"I'm tired, but if I don't work, who's going to feed me and my husband?" says Napsiah, who like many Indonesians goes by one name. She says her husband has long been ill and unable to work. Napsiah, who left her village in West Java's Indramayu district six years ago, says she works 7 hours a day, seven days a week for an income of around 90 dollars a month.
"I have no children to help me and there are no jobs in my village," she says. More than 6,000 people including children and the elderly work as scavengers at the Bantar Gebang landfill, where 6,000 tons of garbage, from household waste to car parts, are dumped daily. Some prefer to work at night to avoid the stifling heat. Many of the scavengers are migrants who left their villages to seek better opportunity. They live in makeshift houses built from materials found at the dump.
Some carry their babies while working on the tips, exposing them to pollutants and other hazards. The trash pickers are among millions of Indonesians who have been left behind by the country's much-touted economic boom. More and more of Indonesia's 240 million people have entered the middle class, thanks to annual economic growth of around 6 per cent. But nearly half the population still lives on less than 2 dollars a day, according to the World Bank.
Douglas Manurung, director of Godang Tua Jaya, a private company that took over the management of the landfill from the government in 2008, says the site was officially off-limits to scavengers. "They had been there since before we took over, so banning them from entering the site is like asking for chaos," he says. The landfill was built in 1986 by the Jakarta government ostensibly as a site for household organic waste. But in practice, metal, plastic and other non-organic trash is also dumped there.
Children of scavengers are often forced to drop out of school to join their parents on the tips, says Nasruddin, executive director of the Dinamika Indonesia Foundation, which provides education and health care to residents living there. The dropout rate at local elementary schools is about 20 per cent, says Nasruddin, who like many Indonesians goes by one name. "The parents pay little attention to their children's education because they see them as assets to help them make more money," he says. "For them it's enough that their children can read, write and count."

- [TASK REQUIREMENTS]: Continue the article about the scavengers at the Bantar Gebang landfill from the point where it ends.

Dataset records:

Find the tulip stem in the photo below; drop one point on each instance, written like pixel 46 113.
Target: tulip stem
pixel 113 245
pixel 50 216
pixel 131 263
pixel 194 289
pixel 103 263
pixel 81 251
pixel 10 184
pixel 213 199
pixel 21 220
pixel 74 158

- [RESULT OF THE EXERCISE]:
Nasruddin also says many residents suffer from health problems such as skin infections, anaemia, respiratory infections and tuberculosis because of poor hygiene and nutrition. "According to health workers who examined the children, most of them suffer from worms," he says. Karyadi, 18, says he has worked as a scavenger since he was 7 and he cannot think of any other jobs.
"My uncle drives a truck and he asked me to work as his assistant, but I refuse because I make more money here," says Karyadi, who graduated from junior high school and makes about 1 million rupiah (100 dollars) a month selling recyclables. "Maybe when I have enough money, I will build a house in my village and get married," he says. As he speaks, truck drivers and other workers are eating at food stalls set up among mounds of decaying rubbish, ignoring flies that buzz over the dishes.
Karyadi says he has rarely fallen ill during the 11 years he has worked scavenging. "Some say the food here is poisonous but I regularly eat chicken and fish I found here, of course after I cook them," he says. Karyadi says he has made some unexpected discoveries, including expensive toys, working electronic gadgets and even cash. "Today I found a 20,000 rupiah note on the back of a truck," he says.